“Happiness is like a butterfly; the more you chase it, the more it will elude you, but if you turn your attention to other things, it will come and sit softly on your shoulder” – Henry David Thoreau
I feel this quote encapsulates my eating disorder as I was forever striving for that unattainable goal that my eating disorder created for me … The ‘butterfly on my shoulder’ that would plan my day for me, of course with its focus almost wholly on food and exercise. When I would eat, what I would eat and how much exercise I needed to counteract all of the above. I would strive for that goal of a smaller weight, of a personal best at the gym, of being the smallest in the room because surely, I would then be happy!
“Go hard or go home” … “Don’t wish for it. Work for it!” … “Beauty is pain.”
For me, these quotes were my motivators. Work hard now and I will achieve this goal of happiness that I have created in my mind. The happiness that will come from holding a 15 minute plank, 25 burpees and eating as ‘clean’ as possible. This happiness that I will one day achieve at the expense of every other moment that could have also brought me happiness.
I shared this journey to what I thought was happiness, with my partner Anthony. A relationship that impacted and was impacted by my eating disorder in more ways that I can ever articulate. At times I know that my desire for ‘happiness’ was also at the expense of beautiful moments and memories that could have been created with my best friend, lover, team mate and quite literally my other half.

Exercise data:
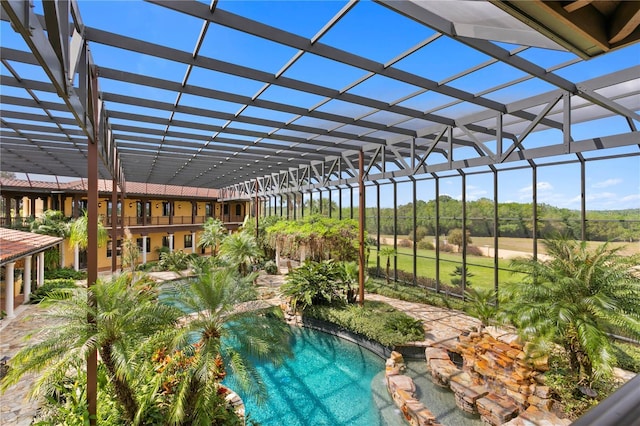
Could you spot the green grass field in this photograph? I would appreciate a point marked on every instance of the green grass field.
(481, 267)
(526, 244)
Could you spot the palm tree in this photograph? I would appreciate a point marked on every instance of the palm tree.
(214, 233)
(388, 252)
(573, 298)
(79, 234)
(51, 222)
(129, 323)
(225, 325)
(240, 249)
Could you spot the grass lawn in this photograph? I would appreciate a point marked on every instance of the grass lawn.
(526, 244)
(481, 267)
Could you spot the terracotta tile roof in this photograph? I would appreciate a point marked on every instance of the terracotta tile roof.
(16, 244)
(20, 183)
(104, 186)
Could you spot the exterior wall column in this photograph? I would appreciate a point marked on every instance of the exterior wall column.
(17, 212)
(40, 269)
(27, 278)
(8, 289)
(32, 207)
(76, 257)
(7, 210)
(62, 256)
(144, 249)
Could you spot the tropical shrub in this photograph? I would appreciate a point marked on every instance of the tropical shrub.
(570, 301)
(49, 286)
(627, 356)
(376, 321)
(214, 232)
(316, 283)
(151, 370)
(240, 249)
(175, 261)
(68, 273)
(401, 323)
(271, 268)
(266, 250)
(323, 237)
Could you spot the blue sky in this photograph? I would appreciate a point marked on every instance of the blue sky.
(609, 184)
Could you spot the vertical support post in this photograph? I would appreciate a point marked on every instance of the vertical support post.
(395, 230)
(464, 233)
(414, 212)
(583, 199)
(114, 225)
(351, 198)
(378, 228)
(361, 220)
(257, 213)
(27, 278)
(92, 245)
(437, 190)
(495, 235)
(144, 249)
(61, 250)
(40, 272)
(534, 177)
(8, 289)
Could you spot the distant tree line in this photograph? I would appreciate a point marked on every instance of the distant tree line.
(515, 220)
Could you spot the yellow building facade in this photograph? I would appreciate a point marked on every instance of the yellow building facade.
(159, 217)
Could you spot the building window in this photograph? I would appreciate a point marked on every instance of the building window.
(109, 251)
(148, 248)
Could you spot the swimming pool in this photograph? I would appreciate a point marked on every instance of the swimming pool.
(331, 381)
(327, 382)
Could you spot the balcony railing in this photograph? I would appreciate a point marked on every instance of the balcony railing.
(23, 222)
(166, 220)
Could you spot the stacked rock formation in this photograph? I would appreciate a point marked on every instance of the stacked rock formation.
(496, 380)
(402, 390)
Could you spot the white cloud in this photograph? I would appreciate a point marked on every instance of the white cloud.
(606, 183)
(631, 197)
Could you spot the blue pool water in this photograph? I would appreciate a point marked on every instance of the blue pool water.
(327, 382)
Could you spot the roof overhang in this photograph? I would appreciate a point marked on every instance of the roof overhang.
(587, 28)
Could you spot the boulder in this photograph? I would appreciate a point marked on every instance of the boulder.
(496, 410)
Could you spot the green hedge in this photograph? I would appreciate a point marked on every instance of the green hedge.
(48, 286)
(628, 356)
(65, 273)
(376, 321)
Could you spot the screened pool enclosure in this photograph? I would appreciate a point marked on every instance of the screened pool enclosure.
(505, 119)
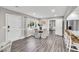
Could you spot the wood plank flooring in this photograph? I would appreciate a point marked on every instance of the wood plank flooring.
(53, 43)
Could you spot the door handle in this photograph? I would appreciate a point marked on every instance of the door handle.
(8, 30)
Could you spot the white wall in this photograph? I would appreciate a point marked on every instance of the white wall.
(3, 11)
(58, 28)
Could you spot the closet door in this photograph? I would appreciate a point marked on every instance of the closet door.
(13, 23)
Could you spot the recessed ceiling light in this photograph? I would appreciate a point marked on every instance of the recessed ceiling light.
(53, 10)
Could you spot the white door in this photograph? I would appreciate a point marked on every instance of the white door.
(13, 24)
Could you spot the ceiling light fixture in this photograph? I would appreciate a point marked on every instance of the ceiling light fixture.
(53, 10)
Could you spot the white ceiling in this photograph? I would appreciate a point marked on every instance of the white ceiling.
(40, 11)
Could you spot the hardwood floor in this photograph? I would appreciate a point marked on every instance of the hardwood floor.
(53, 43)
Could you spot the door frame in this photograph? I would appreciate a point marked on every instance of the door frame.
(6, 28)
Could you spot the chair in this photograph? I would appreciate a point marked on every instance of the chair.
(37, 35)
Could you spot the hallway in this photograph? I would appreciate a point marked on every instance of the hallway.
(53, 43)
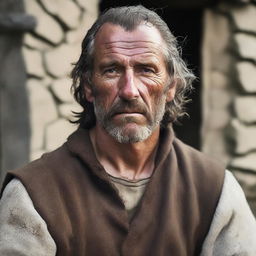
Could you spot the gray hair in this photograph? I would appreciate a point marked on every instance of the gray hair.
(129, 17)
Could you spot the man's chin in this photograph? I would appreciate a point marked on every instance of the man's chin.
(131, 133)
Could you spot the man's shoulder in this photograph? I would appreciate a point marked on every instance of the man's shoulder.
(185, 151)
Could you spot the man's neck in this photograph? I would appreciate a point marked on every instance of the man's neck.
(131, 161)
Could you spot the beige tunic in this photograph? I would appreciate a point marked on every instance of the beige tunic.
(24, 232)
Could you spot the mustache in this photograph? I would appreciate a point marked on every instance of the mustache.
(133, 106)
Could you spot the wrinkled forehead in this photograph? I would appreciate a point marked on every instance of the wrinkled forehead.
(144, 36)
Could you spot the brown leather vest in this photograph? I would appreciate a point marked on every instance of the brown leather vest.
(85, 215)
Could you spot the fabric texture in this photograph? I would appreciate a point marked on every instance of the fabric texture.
(130, 192)
(232, 231)
(73, 194)
(22, 230)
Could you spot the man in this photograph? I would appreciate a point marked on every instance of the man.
(122, 184)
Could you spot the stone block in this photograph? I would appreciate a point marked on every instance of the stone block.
(33, 62)
(245, 137)
(248, 182)
(57, 133)
(42, 112)
(46, 27)
(33, 42)
(58, 61)
(77, 35)
(245, 18)
(246, 45)
(247, 76)
(245, 108)
(66, 10)
(61, 89)
(66, 110)
(246, 162)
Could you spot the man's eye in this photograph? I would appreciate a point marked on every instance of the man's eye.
(110, 71)
(147, 70)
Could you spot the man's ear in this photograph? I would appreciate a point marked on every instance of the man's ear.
(88, 92)
(171, 91)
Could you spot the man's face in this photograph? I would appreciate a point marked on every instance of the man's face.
(130, 83)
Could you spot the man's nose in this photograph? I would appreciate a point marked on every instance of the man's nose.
(128, 89)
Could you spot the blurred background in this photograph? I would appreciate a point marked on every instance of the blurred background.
(39, 39)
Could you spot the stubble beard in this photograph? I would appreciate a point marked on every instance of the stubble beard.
(121, 133)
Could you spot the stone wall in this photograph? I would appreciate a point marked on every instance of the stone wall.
(229, 89)
(48, 52)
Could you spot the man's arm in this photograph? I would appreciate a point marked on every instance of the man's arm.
(233, 229)
(22, 230)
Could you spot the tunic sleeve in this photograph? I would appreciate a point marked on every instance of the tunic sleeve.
(22, 230)
(233, 229)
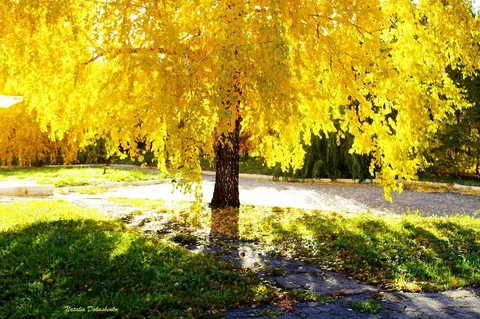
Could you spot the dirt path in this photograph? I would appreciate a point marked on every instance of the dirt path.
(358, 198)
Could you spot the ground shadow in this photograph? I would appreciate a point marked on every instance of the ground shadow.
(49, 268)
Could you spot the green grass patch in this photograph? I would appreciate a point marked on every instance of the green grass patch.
(369, 306)
(72, 176)
(54, 255)
(153, 204)
(409, 253)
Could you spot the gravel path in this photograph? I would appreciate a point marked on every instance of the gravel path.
(293, 274)
(358, 198)
(463, 303)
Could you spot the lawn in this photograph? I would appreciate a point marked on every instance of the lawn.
(410, 252)
(56, 257)
(74, 176)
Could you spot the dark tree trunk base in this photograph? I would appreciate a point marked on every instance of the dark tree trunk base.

The task: Reproduce word for word the stretch of the essay on an eating disorder and happiness from "For me, these" through "brought me happiness.". The records were drawn from a separate source and have no connection to the text.

Finished exercise:
For me, these quotes were my motivators. Work hard now and I will achieve this goal of happiness that I have created in my mind. The happiness that will come from holding a 15 minute plank, 25 burpees and eating as ‘clean’ as possible. This happiness that I will one day achieve at the expense of every other moment that could have also brought me happiness.